** Opening Dataset records block **

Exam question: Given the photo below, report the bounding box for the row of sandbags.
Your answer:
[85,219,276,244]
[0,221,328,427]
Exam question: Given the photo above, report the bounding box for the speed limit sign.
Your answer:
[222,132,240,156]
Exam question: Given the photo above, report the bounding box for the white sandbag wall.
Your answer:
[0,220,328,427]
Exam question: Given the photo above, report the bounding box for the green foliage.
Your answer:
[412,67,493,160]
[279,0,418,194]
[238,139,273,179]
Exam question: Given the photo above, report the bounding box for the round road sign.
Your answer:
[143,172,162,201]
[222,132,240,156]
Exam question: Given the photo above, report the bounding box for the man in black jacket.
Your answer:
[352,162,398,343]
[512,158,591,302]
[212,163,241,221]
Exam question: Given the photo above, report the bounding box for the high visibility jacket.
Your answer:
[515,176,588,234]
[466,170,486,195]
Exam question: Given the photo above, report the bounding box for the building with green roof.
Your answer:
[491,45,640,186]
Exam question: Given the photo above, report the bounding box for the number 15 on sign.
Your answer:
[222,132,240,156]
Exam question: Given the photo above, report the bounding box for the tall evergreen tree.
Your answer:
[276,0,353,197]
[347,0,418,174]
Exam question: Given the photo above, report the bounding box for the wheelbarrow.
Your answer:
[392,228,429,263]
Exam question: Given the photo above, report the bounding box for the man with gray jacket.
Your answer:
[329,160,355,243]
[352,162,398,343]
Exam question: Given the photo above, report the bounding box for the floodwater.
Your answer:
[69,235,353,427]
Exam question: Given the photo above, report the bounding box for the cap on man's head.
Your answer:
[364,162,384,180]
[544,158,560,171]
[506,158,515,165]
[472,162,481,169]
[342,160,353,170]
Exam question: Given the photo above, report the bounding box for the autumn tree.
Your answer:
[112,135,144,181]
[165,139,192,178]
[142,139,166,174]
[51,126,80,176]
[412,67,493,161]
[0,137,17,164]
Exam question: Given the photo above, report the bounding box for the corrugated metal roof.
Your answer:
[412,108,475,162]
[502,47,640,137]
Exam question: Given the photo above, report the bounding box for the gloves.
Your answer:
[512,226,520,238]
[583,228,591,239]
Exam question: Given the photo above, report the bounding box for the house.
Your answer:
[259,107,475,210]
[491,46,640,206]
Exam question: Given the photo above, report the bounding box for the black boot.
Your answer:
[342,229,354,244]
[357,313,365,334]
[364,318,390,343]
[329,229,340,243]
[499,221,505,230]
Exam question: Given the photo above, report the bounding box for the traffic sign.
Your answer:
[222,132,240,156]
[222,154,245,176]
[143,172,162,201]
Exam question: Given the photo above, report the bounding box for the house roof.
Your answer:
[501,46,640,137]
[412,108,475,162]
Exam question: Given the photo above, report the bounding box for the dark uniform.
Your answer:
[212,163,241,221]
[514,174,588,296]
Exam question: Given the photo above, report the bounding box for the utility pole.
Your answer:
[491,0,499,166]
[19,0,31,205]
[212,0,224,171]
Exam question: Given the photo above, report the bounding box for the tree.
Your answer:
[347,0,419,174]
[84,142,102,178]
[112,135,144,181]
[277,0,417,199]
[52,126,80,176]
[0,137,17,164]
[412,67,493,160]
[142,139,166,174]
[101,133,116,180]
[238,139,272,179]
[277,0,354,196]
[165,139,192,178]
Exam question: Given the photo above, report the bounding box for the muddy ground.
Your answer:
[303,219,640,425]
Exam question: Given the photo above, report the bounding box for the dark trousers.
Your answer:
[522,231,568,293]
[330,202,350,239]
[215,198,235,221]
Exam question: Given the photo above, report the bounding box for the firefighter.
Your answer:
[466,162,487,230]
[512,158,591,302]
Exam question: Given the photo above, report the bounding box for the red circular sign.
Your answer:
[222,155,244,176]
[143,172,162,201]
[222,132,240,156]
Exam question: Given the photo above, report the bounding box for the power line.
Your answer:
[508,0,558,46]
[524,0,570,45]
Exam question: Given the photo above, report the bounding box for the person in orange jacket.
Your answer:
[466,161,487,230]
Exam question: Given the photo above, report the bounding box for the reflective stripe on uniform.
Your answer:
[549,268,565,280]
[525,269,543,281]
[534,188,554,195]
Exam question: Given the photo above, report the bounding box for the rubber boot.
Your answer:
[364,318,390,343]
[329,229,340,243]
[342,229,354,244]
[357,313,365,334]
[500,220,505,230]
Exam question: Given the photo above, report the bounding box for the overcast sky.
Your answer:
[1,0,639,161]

** Closing Dataset records block **

## Exercise
In the entries above, please find the line with "with gray jacket." and the line with "the autumn tree.", then write out exactly those two lines and every line between them, and nothing more.

## Exercise response
Exam question: Given the photo above, report the bounding box for the man with gray jacket.
Your answer:
[329,160,355,243]
[352,162,398,343]
Exam question: Given the photo above, report the bounding box for the floodwater.
Your answer:
[69,235,353,427]
Exam question: Given the photo above, report the bounding box for the cap on man's head.
Your answer:
[364,162,384,180]
[544,158,560,171]
[506,158,515,165]
[472,162,481,169]
[342,160,353,170]
Exam question: Given the photo above, report the bounding box for the autumn tree.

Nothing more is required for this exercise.